--- START ---
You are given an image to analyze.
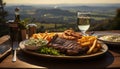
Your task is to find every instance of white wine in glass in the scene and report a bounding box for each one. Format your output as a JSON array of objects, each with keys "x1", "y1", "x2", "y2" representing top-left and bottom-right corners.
[{"x1": 77, "y1": 12, "x2": 90, "y2": 36}]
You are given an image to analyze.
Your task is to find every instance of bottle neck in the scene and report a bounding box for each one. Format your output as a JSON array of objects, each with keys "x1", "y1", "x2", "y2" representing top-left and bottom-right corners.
[
  {"x1": 14, "y1": 13, "x2": 20, "y2": 23},
  {"x1": 14, "y1": 8, "x2": 20, "y2": 23}
]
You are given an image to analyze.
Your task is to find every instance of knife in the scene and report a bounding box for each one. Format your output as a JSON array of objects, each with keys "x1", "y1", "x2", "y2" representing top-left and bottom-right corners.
[{"x1": 12, "y1": 41, "x2": 19, "y2": 62}]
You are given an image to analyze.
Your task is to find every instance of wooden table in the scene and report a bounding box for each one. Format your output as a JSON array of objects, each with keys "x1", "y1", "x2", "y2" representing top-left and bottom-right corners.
[{"x1": 0, "y1": 30, "x2": 120, "y2": 69}]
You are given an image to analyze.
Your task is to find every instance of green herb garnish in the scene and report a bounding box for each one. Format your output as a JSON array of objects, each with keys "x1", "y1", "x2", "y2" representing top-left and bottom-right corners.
[{"x1": 37, "y1": 46, "x2": 61, "y2": 56}]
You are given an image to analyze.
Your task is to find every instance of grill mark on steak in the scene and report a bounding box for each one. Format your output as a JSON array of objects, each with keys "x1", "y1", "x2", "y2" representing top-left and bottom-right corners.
[{"x1": 47, "y1": 35, "x2": 89, "y2": 56}]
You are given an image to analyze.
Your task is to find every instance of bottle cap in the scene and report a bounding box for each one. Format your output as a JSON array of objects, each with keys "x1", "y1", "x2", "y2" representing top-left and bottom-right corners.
[
  {"x1": 15, "y1": 8, "x2": 20, "y2": 15},
  {"x1": 15, "y1": 8, "x2": 20, "y2": 12}
]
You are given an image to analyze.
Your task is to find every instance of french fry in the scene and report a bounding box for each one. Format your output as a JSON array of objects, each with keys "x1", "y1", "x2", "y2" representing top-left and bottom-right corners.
[
  {"x1": 81, "y1": 41, "x2": 91, "y2": 46},
  {"x1": 32, "y1": 32, "x2": 56, "y2": 42},
  {"x1": 87, "y1": 39, "x2": 97, "y2": 54}
]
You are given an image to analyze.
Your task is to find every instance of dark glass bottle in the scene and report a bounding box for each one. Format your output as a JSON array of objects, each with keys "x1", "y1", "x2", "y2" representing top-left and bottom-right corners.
[
  {"x1": 15, "y1": 8, "x2": 22, "y2": 42},
  {"x1": 10, "y1": 8, "x2": 20, "y2": 42}
]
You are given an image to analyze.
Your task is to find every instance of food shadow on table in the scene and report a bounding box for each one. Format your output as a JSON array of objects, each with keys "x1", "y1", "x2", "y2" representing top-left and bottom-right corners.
[
  {"x1": 17, "y1": 51, "x2": 114, "y2": 69},
  {"x1": 107, "y1": 44, "x2": 120, "y2": 55}
]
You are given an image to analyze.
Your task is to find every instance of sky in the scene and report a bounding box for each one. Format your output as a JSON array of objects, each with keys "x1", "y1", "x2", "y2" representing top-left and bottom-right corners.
[{"x1": 4, "y1": 0, "x2": 120, "y2": 5}]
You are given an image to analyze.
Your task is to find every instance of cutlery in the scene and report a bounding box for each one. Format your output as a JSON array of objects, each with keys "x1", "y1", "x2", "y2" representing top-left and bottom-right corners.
[{"x1": 12, "y1": 41, "x2": 19, "y2": 62}]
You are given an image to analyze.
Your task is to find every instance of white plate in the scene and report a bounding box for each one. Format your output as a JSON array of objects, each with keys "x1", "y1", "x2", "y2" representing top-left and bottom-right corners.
[
  {"x1": 19, "y1": 40, "x2": 108, "y2": 60},
  {"x1": 96, "y1": 33, "x2": 120, "y2": 45}
]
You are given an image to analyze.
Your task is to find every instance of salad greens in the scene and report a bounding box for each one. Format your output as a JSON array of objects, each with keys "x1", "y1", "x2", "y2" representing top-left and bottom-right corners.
[
  {"x1": 37, "y1": 46, "x2": 61, "y2": 56},
  {"x1": 25, "y1": 38, "x2": 48, "y2": 46}
]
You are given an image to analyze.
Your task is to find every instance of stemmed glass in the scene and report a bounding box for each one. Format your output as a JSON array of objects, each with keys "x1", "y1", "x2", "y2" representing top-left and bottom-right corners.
[{"x1": 77, "y1": 11, "x2": 90, "y2": 36}]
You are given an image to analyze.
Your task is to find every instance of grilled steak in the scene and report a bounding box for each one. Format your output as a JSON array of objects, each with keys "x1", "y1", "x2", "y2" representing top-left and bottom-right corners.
[{"x1": 47, "y1": 35, "x2": 89, "y2": 56}]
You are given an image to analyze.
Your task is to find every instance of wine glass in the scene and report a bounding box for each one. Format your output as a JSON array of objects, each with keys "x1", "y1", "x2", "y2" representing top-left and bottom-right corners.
[{"x1": 77, "y1": 11, "x2": 90, "y2": 36}]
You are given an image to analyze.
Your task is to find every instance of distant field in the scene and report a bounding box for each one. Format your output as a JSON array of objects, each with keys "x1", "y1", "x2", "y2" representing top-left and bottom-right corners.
[{"x1": 34, "y1": 23, "x2": 78, "y2": 32}]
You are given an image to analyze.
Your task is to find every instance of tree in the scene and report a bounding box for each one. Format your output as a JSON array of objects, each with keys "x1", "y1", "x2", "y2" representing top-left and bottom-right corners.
[
  {"x1": 0, "y1": 0, "x2": 8, "y2": 37},
  {"x1": 114, "y1": 8, "x2": 120, "y2": 30},
  {"x1": 0, "y1": 0, "x2": 7, "y2": 24},
  {"x1": 101, "y1": 8, "x2": 120, "y2": 30}
]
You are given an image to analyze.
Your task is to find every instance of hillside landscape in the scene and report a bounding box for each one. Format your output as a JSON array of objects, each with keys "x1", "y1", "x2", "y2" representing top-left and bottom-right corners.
[{"x1": 4, "y1": 3, "x2": 120, "y2": 32}]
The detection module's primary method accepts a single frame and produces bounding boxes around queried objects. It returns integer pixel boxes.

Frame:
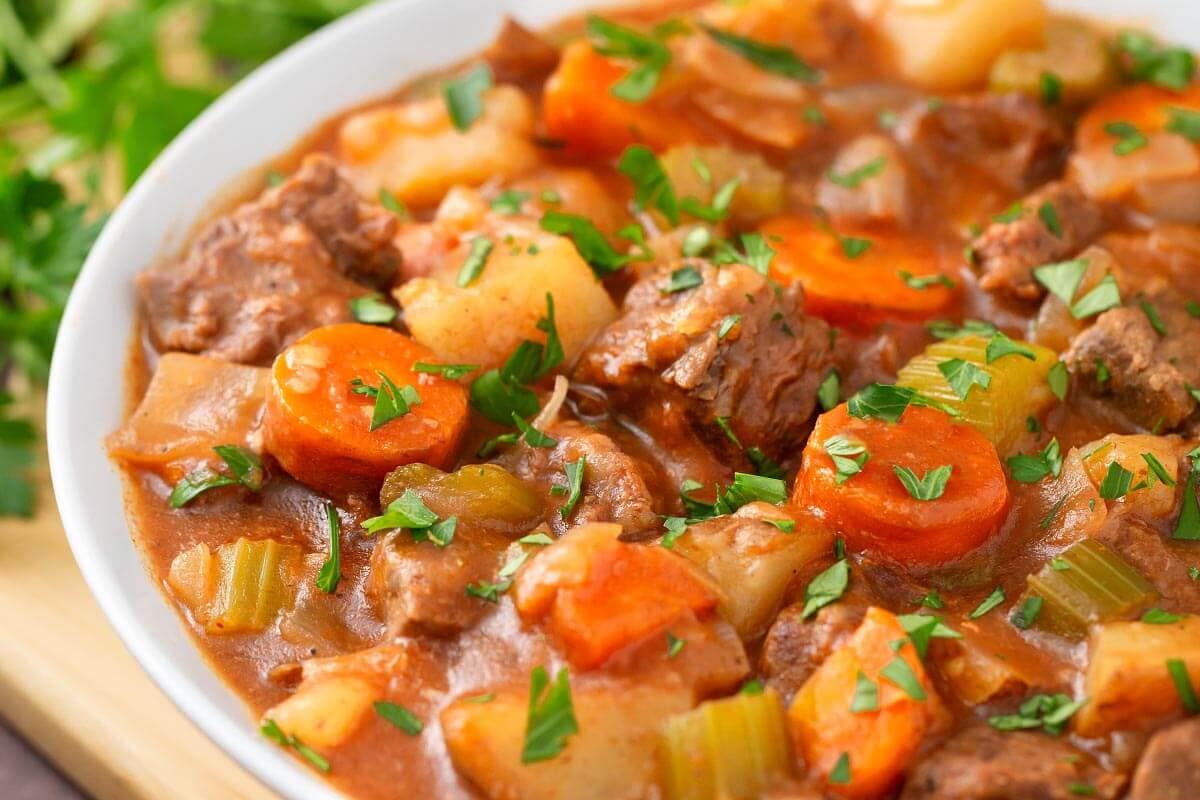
--- END ---
> Work to be completed: Leaving out the pictures, restate the listing above exactly.

> Your solution:
You are given an image to analyze.
Your task is to find every instance of white wine in glass in the scene and report a bounding box for each one. Format your output as a JSON array of objects, each with keys "x1", "y1", "x2", "y2" representing top-left and bottom-right corners.
[{"x1": 77, "y1": 12, "x2": 90, "y2": 36}]
You are given an image to analyze.
Your task is to find every instance of bottle neck in the scene and report a bounding box for each one. Format your output as a JSON array of objects, each with keys "x1", "y1", "x2", "y2" representing top-left and bottom-right corners.
[
  {"x1": 14, "y1": 13, "x2": 20, "y2": 23},
  {"x1": 14, "y1": 8, "x2": 20, "y2": 23}
]
You are given an image to analyze.
Your task is to find every instance of knife in the scene and report a bounding box for each one. Format your output as a JSON array of objects, each with keys "x1", "y1", "x2", "y2" representing top-left and bottom-right corners.
[{"x1": 12, "y1": 41, "x2": 19, "y2": 62}]
You are given an image to analyze.
Your task is to find every instance of wooden table in the scene and report a bounding box for each one. Format your output as a JSON array of objects, each with keys "x1", "y1", "x2", "y2" representing top-left and bottom-right corners.
[{"x1": 0, "y1": 30, "x2": 120, "y2": 69}]
You are given an image to analyze.
Your task is to find every instance of green herb garnish in the scene and report a bounding box for each one. Format your output as a JSON array of objects, each with keys "x1", "y1", "x2", "y2" representing top-left and bottom-right corners.
[{"x1": 37, "y1": 46, "x2": 61, "y2": 56}]
You are given an image to analyze.
Your task is to find every instance of grill mark on steak in the scene and report a bounding box for each one. Format your output as a JSON array of objects, each with keys "x1", "y1", "x2", "y2" representing top-left and bottom-right corners.
[{"x1": 47, "y1": 35, "x2": 89, "y2": 56}]
You are given an image to analyze.
Your task is to find every instance of bottle cap in the scene and report a bounding box for each one. Format your output as a JSON array of objects, each with keys "x1", "y1", "x2", "y2" representing top-left and bottom-right corners.
[
  {"x1": 15, "y1": 8, "x2": 20, "y2": 15},
  {"x1": 15, "y1": 8, "x2": 20, "y2": 12}
]
You are given an image to analyze.
Your task is to find every instance of french fry in the scene and report a bounding box for each one. Format your output as a JSON array of objects, each with keys "x1", "y1", "x2", "y2" representing top-left and bottom-right corners.
[
  {"x1": 81, "y1": 41, "x2": 91, "y2": 46},
  {"x1": 32, "y1": 32, "x2": 56, "y2": 42},
  {"x1": 87, "y1": 39, "x2": 97, "y2": 54}
]
You are given an image to analyze.
Your task is to find every instance of dark glass bottle in the scene and report a bounding box for each one. Format your output as a JSON array of objects, each with keys "x1", "y1", "x2", "y2" representing top-left and bottom-right corners.
[
  {"x1": 15, "y1": 8, "x2": 22, "y2": 42},
  {"x1": 10, "y1": 8, "x2": 20, "y2": 42}
]
You are given an image to analyze.
Your task is to find every instance of food shadow on table in the scene and report a bounding box for each one. Format your output as a JSON array of objects, each with keys "x1", "y1", "x2", "y2" representing top-left and bottom-right corners.
[
  {"x1": 17, "y1": 51, "x2": 114, "y2": 69},
  {"x1": 107, "y1": 44, "x2": 120, "y2": 55}
]
You are given an image to analyze.
Your task is to find every instance of sky in the scene and report a bounding box for each one. Format your output as a JSON array of objects, each with keys "x1", "y1", "x2", "y2" representing top-left and bottom-right corners.
[{"x1": 4, "y1": 0, "x2": 120, "y2": 5}]
You are given an image to analyze.
Your task is to find every instance of cutlery in the scene and report a bounding box for each one. Format your output as a JSON array of objects, each with keys "x1", "y1", "x2", "y2" representing top-left and bottom-right corners.
[{"x1": 12, "y1": 41, "x2": 19, "y2": 62}]
You are given an image to analyze.
Your task is to find every instance of white plate in the scene and report a bounding box for each one. Format your output as a JSON array of objects, each with keys "x1", "y1", "x2", "y2" representing top-left and bottom-right corners.
[
  {"x1": 19, "y1": 40, "x2": 108, "y2": 60},
  {"x1": 96, "y1": 33, "x2": 120, "y2": 45}
]
You are given an image to analyze.
Your task is to find every instance of salad greens in the scene and report a bounding box for each one. Format your output as a JSON array of objects, each with keys "x1", "y1", "x2", "y2" representing top-left and bottom-right corners.
[
  {"x1": 37, "y1": 46, "x2": 61, "y2": 56},
  {"x1": 25, "y1": 38, "x2": 48, "y2": 46}
]
You are given an image to analyze.
Your task is to find every instance of stemmed glass in the scene and report a bounding box for each one. Format your output as a JSON array of objects, each with keys "x1", "y1", "x2", "y2" representing top-left and bottom-right corners.
[{"x1": 77, "y1": 11, "x2": 90, "y2": 36}]
You are given an image to analyze.
Your task is to find every instance of grilled steak in the scene and report a bounding box for each one. Format your output as a JSON array of objects, each with keys "x1", "y1", "x2", "y2" representing top-left and bottom-right corners.
[{"x1": 47, "y1": 35, "x2": 89, "y2": 56}]
You are given an image to analyze.
Your task is to find every instance of wine glass in the scene and report a bounding box for each one. Format your output as a JSON array of objects, each with keys "x1", "y1", "x2", "y2" representing top-left and bottom-right corners.
[{"x1": 77, "y1": 11, "x2": 90, "y2": 36}]
You are given an image to analyze.
Your task is to find every instance of distant field in the scene and report a bounding box for each one. Format your output as a JSON array of objects, each with keys "x1", "y1", "x2", "y2" representing top-left and bottom-right corners.
[{"x1": 34, "y1": 23, "x2": 78, "y2": 32}]
You are given an image to analyze.
Your task is to find every instance of tree in the scene and report a bounding box for each one. Format your output as a JSON array of objects, each with keys "x1", "y1", "x2", "y2" representing top-left and bottom-right corners.
[
  {"x1": 0, "y1": 0, "x2": 8, "y2": 37},
  {"x1": 114, "y1": 8, "x2": 120, "y2": 30},
  {"x1": 0, "y1": 0, "x2": 7, "y2": 24},
  {"x1": 101, "y1": 8, "x2": 120, "y2": 30}
]
You are given an image to analyze.
Your task is to find every instance of hillside landscape in the scene and report a bounding box for each one. Format your output as a JSON array of objects, each with keys "x1", "y1", "x2", "y2" representing top-left and bottom-right corners.
[{"x1": 4, "y1": 3, "x2": 120, "y2": 32}]
The detection module's primary method accepts a single frame and produces bounding boxes around queried objects. It returns integer pixel boxes.

Frame:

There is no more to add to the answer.